■ **Belge Alıntısı**:
==*==
Bugün, bir zamanlar Bizim Radyo’da program yapmış aynı zamanda yazı çalışmaları olan bir kişinin yazısını aktaracağım.
Geleceğe dair, hoş ve esprili bir yaklaşımla kaleme alınmış:
“Bir zaman gelecek, televizyon ekranlarında henüz zengin olmamış insanların halleri sergilenecekmiş. Evinde oturanlar da, bu sergiye ağzı açık bakacaklarmış. Sonra gördüğü kişiler hakkında yaptıkları konuşmalar, günlük sohbet konuları olacakmış. Ekrandakinin konuşulacak kadar parası yok iken daha, onu izleyenler hep onu konuşmaktan yorulacakmış…
“Bir zaman sonra bu mesele haftalarca uzayıp giderken, bunu konuşarak çenesini yormak isteyen anneler, çocuklarını erken yatırıp, eşleriyle de ilgilenmez olmuşlar. Henüz zengin olmamış insanların önündeki şans numaralarına gözünü kenetleyen televizyon insanlarından bir adam bir gece, karısının sorduğu “senin maaşınla en fazla kaç çocuğumuz olsa bakabiliriz?” sorusuna 16 cevabını vermiş. O sırada yan dairedeki hanım da eşine “çayına kaç şeker atayım” sorusuna 21 cevabını almış.
“Zaman ilerlemiş... Henüz zengin olmamış insanların paraları, eve asgarî ücret getirenlerin ağzında sakız olmuş. Kendi anneannesini aylardır ziyarete gitmeyen gençler, ekrandaki ‘herkesin ananesi’yle gidip tanışmak istemişler. Masanın ardındaki henüz zengin olmamış en eski adamın hayat hikâyesine ibretle bakıp kendi mücadelelerini unutmuşlar. Sevinince, herkesin yerinden kalkıp tebrik ettiği, öptüğü ekranların abisini, onlar da öpmek istemiş bu arada yan odadaki öz abisini unutmuşlar.
“Akşam program bitmese, zenginler evine gitmese uyumak, aklına gelmeyecekmiş insanların. Zaten yatsa da o geceki zengin olanın sevinciyle, uyuyamazmış insan. Bu sevinçle uyuyamayan insanın canı sabah erkenden kalkıp, asgarî ücretli işine gitmek ister mi? İstemez tabiî ve geç kalır işe.
==*==
(Ham kayıtlar)
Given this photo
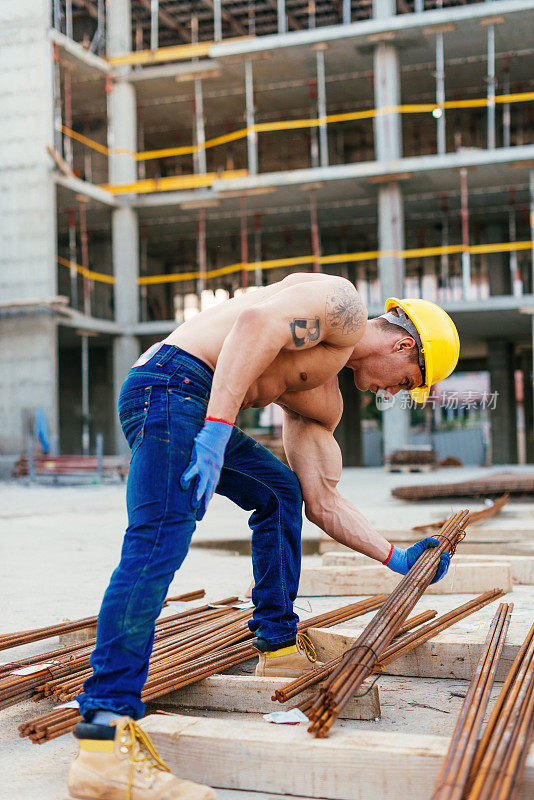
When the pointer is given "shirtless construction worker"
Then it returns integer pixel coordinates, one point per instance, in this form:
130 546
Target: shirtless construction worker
284 344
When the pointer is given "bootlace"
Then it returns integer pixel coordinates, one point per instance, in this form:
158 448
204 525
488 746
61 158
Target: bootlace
305 646
144 756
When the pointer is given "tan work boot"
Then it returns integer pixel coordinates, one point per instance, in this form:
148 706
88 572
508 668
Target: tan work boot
126 768
288 662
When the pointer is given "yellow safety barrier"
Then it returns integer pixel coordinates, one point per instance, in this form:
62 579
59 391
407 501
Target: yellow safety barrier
99 277
298 261
173 182
296 124
178 52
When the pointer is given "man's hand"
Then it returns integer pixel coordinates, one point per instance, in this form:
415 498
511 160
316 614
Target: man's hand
402 561
206 462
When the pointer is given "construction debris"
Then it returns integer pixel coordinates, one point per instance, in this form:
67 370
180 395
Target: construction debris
183 653
402 644
500 758
455 770
474 516
512 483
360 660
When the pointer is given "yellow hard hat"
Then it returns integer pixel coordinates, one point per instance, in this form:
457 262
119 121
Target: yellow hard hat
439 344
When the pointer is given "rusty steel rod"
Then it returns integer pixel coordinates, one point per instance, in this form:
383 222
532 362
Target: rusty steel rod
359 661
454 773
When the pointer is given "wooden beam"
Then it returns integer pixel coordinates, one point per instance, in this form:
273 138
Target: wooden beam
463 577
284 759
169 21
451 654
249 694
522 566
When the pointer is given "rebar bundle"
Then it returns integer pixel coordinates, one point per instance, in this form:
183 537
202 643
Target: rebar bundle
==*==
■ **Görevin Amacı**: Geleceğe dair yazıda "Geleceğe dair, hoş" sözlerinden "21 cevabını almış." sözlerine kadar her şeyi, "televizyon" kelimesini "bilgisayar" ile değiştirerek yeniden yazın.

■ **Alıştırmanın Çözümü**:
Geleceğe dair, hoş ve esprili bir yaklaşımla kaleme alınmış:
“Bir zaman gelecek, bilgisayar ekranlarında henüz zengin olmamış insanların halleri sergilenecekmiş. Evinde oturanlar da, bu sergiye ağzı açık bakacaklarmış. Sonra gördüğü kişiler hakkında yaptıkları konuşmalar, günlük sohbet konuları olacakmış. Ekrandakinin konuşulacak kadar parası yok iken daha, onu izleyenler hep onu konuşmaktan yorulacakmış…
“Bir zaman sonra bu mesele haftalarca uzayıp giderken, bunu konuşarak çenesini yormak isteyen anneler, çocuklarını erken yatırıp, eşleriyle de ilgilenmez olmuşlar. Henüz zengin olmamış insanların önündeki şans numaralarına gözünü kenetleyen bilgisayar insanlarından bir adam bir gece, karısının sorduğu “senin maaşınla en fazla kaç çocuğumuz olsa bakabiliriz?” sorusuna 16 cevabını vermiş. O sırada yan dairedeki hanım da eşine “çayına kaç şeker atayım” sorusuna 21 cevabını almış.